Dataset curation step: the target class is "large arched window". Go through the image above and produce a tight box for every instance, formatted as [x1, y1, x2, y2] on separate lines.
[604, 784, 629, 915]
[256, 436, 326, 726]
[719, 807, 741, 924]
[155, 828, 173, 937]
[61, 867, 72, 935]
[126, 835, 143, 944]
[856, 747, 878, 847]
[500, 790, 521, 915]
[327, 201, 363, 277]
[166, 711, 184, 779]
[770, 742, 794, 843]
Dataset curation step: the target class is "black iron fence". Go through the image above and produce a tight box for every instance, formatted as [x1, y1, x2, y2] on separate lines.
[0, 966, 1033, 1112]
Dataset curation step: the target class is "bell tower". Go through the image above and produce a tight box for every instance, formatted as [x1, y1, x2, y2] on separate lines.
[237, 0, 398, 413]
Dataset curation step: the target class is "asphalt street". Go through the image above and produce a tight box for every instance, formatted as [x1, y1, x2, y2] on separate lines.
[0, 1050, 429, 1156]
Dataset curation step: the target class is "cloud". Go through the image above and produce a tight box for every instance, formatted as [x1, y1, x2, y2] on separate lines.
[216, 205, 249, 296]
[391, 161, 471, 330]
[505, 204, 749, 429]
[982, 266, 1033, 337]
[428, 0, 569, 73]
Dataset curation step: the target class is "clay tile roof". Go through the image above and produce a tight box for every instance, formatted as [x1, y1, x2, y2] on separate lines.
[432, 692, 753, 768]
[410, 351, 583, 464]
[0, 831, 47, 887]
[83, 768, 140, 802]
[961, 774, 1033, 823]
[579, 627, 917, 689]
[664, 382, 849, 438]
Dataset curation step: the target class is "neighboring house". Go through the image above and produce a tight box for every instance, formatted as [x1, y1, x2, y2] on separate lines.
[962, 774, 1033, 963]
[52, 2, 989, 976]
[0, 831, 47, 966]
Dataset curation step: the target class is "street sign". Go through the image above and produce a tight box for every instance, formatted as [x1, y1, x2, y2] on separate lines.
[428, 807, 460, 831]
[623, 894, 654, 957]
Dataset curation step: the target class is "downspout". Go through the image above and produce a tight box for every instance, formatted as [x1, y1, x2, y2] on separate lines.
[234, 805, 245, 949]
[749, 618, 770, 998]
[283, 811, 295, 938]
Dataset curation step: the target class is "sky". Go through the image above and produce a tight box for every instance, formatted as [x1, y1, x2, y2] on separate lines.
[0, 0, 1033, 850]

__________

● WHAT YOU SHOULD DO
Reproduce the whole listing above, every line verbatim and in the same order.

● SOLUTION TO THE EXERCISE
Dataset curation step: the target class is "large arched window". Go through the image above and produce a tight box for every instance, formatted as [x1, y1, x2, y2] on separate lines.
[604, 784, 629, 915]
[256, 436, 326, 726]
[719, 807, 741, 924]
[155, 828, 173, 937]
[61, 867, 72, 935]
[126, 835, 143, 944]
[856, 747, 878, 847]
[500, 790, 521, 915]
[327, 201, 363, 277]
[166, 711, 184, 779]
[770, 742, 794, 843]
Dataset curation step: the target class is "black iron fence". Go through the image above and produce a tight box for every instance, formatted as [x1, y1, x2, y2] on separate lines.
[0, 966, 1033, 1112]
Dataset curation step: the target class is "bell tower". Go through the image above and produce a tight box for every instance, formatted as [x1, y1, x2, y2] on separate lines.
[237, 0, 398, 413]
Dataset curation step: the target class is "asphalt street". Go through the image above and produce a tight box for every instance, formatted as [x1, y1, x2, y2] on separate lines.
[0, 1050, 429, 1156]
Dataset curation step: the target class is "cloud". Go through the image above and produce a tight box for every instance, formatted as [x1, y1, x2, y2] on separate lines.
[216, 205, 249, 296]
[391, 161, 471, 330]
[505, 204, 749, 429]
[982, 266, 1033, 337]
[428, 0, 569, 73]
Dataset curation step: the target class is "clay tile roof". Go through the image above and produce a tight box for every instance, formatted as [x1, y1, x2, y2] on separate lines.
[432, 692, 753, 768]
[410, 351, 583, 464]
[0, 831, 47, 887]
[83, 768, 140, 802]
[961, 774, 1033, 823]
[579, 627, 917, 689]
[664, 382, 849, 438]
Dataset curation step: the target class is "neighboring house". Go through the image above and produce a tight box for every instance, formatted as [x1, y1, x2, y2] on separate lines.
[962, 774, 1033, 963]
[52, 2, 989, 976]
[0, 831, 47, 966]
Dataset curation step: the target class is "street sign". Go through the image above and produce a tight box for every instance, formatted as [x1, y1, x2, y2] on separate lines.
[428, 807, 460, 831]
[623, 894, 654, 957]
Dataset curation step: the target class is "downspout". Go through the image above and produce a tight box for every instance, formatted as [x1, y1, x2, y2] on separate lines.
[234, 805, 245, 949]
[749, 618, 770, 998]
[283, 811, 295, 938]
Dataset curation step: the target class is "sky". Go through the image above and produce a tight box for every instance, formatted as [x1, y1, x2, y2] on separate lines.
[0, 0, 1033, 850]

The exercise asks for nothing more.